| Page extract |
The events of 1866–1868 mark a historically debated period of Sitting Bull's life. According to historian Stanley Vestal, who conducted interviews with surviving Hunkpapa in 1930, Sitting Bull was made "Supreme Chief of the whole Sioux Nation" at this time. Later historians and ethnologists have refuted this concept of authority, as the Lakota society was highly decentralized. Lakota bands and their elders made individual decisions, including whether to wage war.
Great Sioux War of 1876
Sitting Bull's band of Hunkpapa continued to attack migrating parties and forts in the late 1860s. When in 1871 the Northern Pacific Railway conducted a survey for a route across the northern plains directly through Hunkpapa lands, it encountered stiff Lakota resistance. The same railway people returned the following year accompanied by federal troops. Sitting Bull and the Hunkpapa attacked the survey party, which was forced to turn back. In 1873, the military accompaniment for the surveyors was increased again, but Sitting Bull's forces resisted the survey "most vigorously." The Panic of 1873 forced the Northern Pacific Railway's backers (such as Jay Cooke) into bankruptcy. This halted construction of the railroad through Lakota, Dakota and Nakota territory.
After the 1848 discovery of gold in the Sierra Nevada and dramatic gains in new wealth from it, other men became interested in the potential for gold mining in the Black Hills. In 1874, Lt. Col. George Armstrong Custer led a military expedition from Fort Abraham Lincoln near Bismarck to explore the Black Hills for gold and to determine a suitable location for a military fort in the Hills. Custer's announcement of gold in the Black Hills triggered the Black Hills Gold Rush. Tensions increased between the Lakota and European Americans seeking to move into the Black Hills.

| Task requirements |
- 1) Answer these questions using the passage on Sitting Bull:
(a) Whom did historian Stanley Vestal interview, and in what year?
(b) What event forced the Northern Pacific Railway's backers into bankruptcy?
(c) From which fort did Custer lead his 1874 expedition?
- 2) Rewrite the Sitting Bull passage between "The events of" and "to wage war.", inclusive, swapping "decentralized" for "fragmented".
- 3) Write the next part of the passage on Sitting Bull and the Black Hills, starting after its final sentence.

| Data excerpts |
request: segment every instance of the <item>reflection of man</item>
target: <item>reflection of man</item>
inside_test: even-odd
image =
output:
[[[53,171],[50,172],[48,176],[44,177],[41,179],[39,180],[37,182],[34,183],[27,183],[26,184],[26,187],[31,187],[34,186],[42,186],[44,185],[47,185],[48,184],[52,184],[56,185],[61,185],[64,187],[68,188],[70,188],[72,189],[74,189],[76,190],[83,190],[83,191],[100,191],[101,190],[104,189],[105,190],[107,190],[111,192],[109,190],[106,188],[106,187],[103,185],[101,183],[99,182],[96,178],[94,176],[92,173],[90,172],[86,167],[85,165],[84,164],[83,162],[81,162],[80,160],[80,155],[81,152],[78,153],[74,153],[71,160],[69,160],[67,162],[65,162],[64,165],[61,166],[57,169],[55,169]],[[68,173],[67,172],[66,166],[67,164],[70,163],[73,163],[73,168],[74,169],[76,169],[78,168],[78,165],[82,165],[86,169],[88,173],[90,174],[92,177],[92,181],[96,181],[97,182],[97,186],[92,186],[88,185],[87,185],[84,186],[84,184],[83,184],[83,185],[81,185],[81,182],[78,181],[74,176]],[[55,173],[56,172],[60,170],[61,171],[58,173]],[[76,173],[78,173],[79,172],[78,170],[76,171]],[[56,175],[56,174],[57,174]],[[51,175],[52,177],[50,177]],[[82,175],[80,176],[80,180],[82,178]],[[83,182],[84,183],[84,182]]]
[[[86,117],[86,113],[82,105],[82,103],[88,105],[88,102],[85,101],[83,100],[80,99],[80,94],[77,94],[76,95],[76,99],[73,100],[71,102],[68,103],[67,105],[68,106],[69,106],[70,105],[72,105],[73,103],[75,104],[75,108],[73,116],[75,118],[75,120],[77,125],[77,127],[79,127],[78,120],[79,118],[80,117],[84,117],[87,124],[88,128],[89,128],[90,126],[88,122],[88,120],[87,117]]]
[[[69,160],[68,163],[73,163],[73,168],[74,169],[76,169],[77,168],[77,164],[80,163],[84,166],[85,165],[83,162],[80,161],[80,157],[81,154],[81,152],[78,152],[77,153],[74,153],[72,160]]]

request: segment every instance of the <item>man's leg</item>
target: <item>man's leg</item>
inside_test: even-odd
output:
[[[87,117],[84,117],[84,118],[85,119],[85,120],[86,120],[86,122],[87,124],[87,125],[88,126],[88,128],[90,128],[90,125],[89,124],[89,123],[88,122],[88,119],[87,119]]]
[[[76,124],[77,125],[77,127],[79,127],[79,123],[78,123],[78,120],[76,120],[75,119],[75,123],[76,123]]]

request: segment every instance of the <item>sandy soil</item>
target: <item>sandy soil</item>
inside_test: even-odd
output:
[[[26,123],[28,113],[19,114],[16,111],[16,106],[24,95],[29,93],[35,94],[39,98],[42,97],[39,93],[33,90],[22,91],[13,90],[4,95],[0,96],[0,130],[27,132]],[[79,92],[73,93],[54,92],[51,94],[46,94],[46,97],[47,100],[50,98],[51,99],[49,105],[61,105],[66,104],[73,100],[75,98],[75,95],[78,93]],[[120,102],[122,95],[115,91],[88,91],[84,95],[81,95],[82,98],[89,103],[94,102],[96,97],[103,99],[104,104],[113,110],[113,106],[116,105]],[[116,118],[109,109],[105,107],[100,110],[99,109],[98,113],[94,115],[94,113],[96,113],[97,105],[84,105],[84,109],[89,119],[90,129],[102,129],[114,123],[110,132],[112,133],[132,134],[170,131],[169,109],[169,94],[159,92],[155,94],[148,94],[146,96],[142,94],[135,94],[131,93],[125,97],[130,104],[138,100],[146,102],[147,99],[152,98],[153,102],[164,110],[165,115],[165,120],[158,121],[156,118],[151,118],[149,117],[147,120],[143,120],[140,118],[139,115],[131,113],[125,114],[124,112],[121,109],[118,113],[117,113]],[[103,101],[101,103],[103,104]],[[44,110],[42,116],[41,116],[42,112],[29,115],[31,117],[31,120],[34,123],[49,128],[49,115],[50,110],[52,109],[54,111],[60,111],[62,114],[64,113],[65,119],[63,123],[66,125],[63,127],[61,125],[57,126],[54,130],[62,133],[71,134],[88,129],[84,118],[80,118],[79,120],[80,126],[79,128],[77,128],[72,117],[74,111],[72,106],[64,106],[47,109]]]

* * *

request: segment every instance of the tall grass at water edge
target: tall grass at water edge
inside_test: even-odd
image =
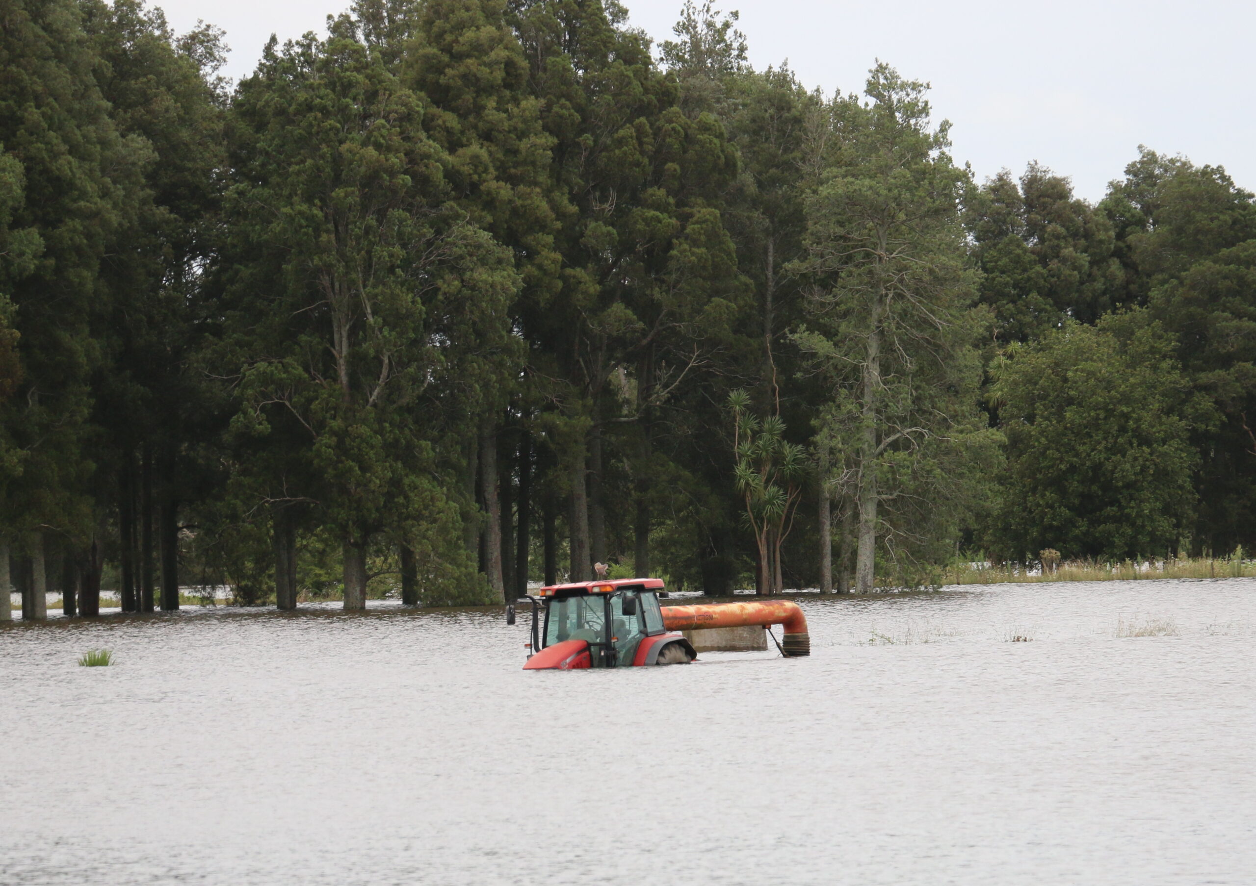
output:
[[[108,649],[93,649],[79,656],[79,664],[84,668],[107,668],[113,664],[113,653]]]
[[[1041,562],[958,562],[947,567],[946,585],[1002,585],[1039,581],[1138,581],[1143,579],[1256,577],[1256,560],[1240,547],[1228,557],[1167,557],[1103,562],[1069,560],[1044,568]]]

| Task-by-task answers |
- 1)
(a) Surviving Hunkpapa, in 1930.
(b) The Panic of 1873.
(c) Fort Abraham Lincoln, near Bismarck.

- 2)
The events of 1866–1868 mark a historically debated period of Sitting Bull's life. According to historian Stanley Vestal, who conducted interviews with surviving Hunkpapa in 1930, Sitting Bull was made "Supreme Chief of the whole Sioux Nation" at this time. Later historians and ethnologists have refuted this concept of authority, as the Lakota society was highly fragmented. Lakota bands and their elders made individual decisions, including whether to wage war.

- 3)
Although Sitting Bull did not attack Custer's expedition in 1874, the U.S. government was increasingly pressured by citizens to open the Black Hills to mining and settlement. Failing in an attempt to negotiate a purchase or lease of the Hills, the government in Washington had to find a way around the promise to protect the Sioux in their land, as specified in the 1868 Treaty of Fort Laramie. It was alarmed at reports of Sioux depredations, some of which were encouraged by Sitting Bull. In November 1875, President Grant ordered all Sioux bands outside the Great Sioux Reservation to move onto the reservation, knowing full well that not all would comply. As of February 1, 1876, the Interior Department certified as "hostile" those bands who continued to live off the reservation. This certification allowed the military to pursue Sitting Bull and other Lakota bands as "hostiles".
Based on tribal oral histories, historian Margot Liberty theorizes that many Lakota bands allied with the Cheyenne during the Plains Wars because they thought the other nation was under attack by the U.S. Given this connection, she suggests the major war should have been called "The Great Cheyenne War". Since 1860, the Northern Cheyenne had led several battles among the Plains Indians. Before 1876, the U.S. Army had destroyed seven Cheyenne camps, more than those of any other nation.
Other historians, such as Robert M. Utley and Jerome Greene, also use Lakota oral testimony, but they have concluded that the Lakota coalition, of which Sitting Bull was the ostensible head, was the primary target of the federal government's pacification campaign.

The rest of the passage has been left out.